### Questions to answer
**A)** Restate the part of the bird center article that begins at the words "A downy woodpecker" and stops after "of its nest.", renaming "enclosure" to "flight aviary" throughout.
**B)** List every full personal name that appears in the bird center article, including any that form part of an organization's name.
**C)** Resume the article about the bird center from its final sentence.
START Text block
On Saturday, this non-profit invited the public out to see the baby birds to generated interest ahead of their busiest time of the year. The Ruth Melichar Bird Center runs on private donations to save around 3,000 birds a year.

A downy woodpecker

"We are here 12 hours a day, seven days a week feeding these babies and watching them grow," said Jennifer Rockwell. "The last part of their development is getting them into our enclosure so they can use their wings and learn how to fly, then we release them and it is very rewarding."

The people that showed up were in for a treat because they got to see a baby owl. The center rescued a two-week-old great horned owl after it fell 40-feet out of its nest.

feeding the great horned owl baby

"It was so cute," said Hannah Roth, who showed up at the baby bird shower. "I love the experience of getting to handle it a little bit and just being able to see it. It was something you don’t get to do everyday."

Hannah Roth will graduate high school this spring and she plans on pursuing wildlife biology at Northwest Nazarene University. After coming to the baby bird shower she is interested in volunteering or getting a job at this center on the north end that has been in Boise for 24-years.
END Text block
START Record set
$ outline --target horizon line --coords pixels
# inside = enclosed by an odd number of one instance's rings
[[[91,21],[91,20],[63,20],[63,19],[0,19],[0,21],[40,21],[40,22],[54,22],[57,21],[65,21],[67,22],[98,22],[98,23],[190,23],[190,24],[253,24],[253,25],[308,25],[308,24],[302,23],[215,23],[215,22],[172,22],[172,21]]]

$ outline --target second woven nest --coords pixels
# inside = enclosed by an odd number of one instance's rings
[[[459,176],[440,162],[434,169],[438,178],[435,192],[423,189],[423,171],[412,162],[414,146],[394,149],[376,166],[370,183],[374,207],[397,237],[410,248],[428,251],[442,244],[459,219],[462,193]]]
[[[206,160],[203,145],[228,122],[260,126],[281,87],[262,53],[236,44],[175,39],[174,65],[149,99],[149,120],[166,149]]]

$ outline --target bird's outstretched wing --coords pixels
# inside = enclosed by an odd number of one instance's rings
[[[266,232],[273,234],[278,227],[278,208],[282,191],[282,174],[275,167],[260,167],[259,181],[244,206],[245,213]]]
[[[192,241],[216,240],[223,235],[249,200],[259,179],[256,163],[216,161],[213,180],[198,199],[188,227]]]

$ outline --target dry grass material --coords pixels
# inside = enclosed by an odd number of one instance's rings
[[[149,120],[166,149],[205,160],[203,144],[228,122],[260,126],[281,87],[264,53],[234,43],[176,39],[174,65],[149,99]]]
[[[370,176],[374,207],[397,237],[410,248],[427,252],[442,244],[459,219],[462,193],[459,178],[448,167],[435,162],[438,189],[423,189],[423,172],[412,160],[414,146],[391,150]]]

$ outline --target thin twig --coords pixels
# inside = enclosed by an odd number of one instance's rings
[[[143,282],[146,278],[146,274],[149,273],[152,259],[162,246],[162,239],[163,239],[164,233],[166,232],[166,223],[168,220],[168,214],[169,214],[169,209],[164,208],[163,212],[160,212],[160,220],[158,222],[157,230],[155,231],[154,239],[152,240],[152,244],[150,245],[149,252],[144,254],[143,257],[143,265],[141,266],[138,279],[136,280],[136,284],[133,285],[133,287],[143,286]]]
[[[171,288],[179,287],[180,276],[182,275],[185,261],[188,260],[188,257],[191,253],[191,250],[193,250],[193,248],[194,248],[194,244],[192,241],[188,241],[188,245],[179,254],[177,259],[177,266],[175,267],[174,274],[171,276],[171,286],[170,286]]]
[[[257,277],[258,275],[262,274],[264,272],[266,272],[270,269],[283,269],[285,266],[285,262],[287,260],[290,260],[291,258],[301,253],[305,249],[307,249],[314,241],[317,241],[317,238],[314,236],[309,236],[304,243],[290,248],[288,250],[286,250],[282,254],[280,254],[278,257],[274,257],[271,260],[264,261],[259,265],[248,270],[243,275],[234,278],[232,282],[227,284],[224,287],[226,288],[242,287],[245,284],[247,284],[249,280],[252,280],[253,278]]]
END Record set
### Answers by task
**A)**
A downy woodpecker

"We are here 12 hours a day, seven days a week feeding these babies and watching them grow," said Jennifer Rockwell. "The last part of their development is getting them into our flight aviary so they can use their wings and learn how to fly, then we release them and it is very rewarding."

The people that showed up were in for a treat because they got to see a baby owl. The center rescued a two-week-old great horned owl after it fell 40-feet out of its nest.

**B)** Ruth Melichar, Jennifer Rockwell, Hannah Roth

**C)**
The Ruth Melichar Bird Center is located on the north end of Boise

"I think it is really cool and very well organized," said Roth. "I think that the work they do here is super cool and I would love to be a part of it."

That is the point of the baby bird shower along with raising donations. This non-profit relies on private donations and they have a wish list on their website that people can purchase to help them save birds. That information can be found here.

A kid makes a treat for the birds

As for the owl, it doesn't have a name because the Ruth Melichar Bird Center only anticipates having it for around five days before they find it a new home.

"We will locate it to another great horned owl family that has babies about his age," said Rockwell. "We will put him in with that family, they will take him in and accept them as their own. So he is going into a foster family of great horned owls."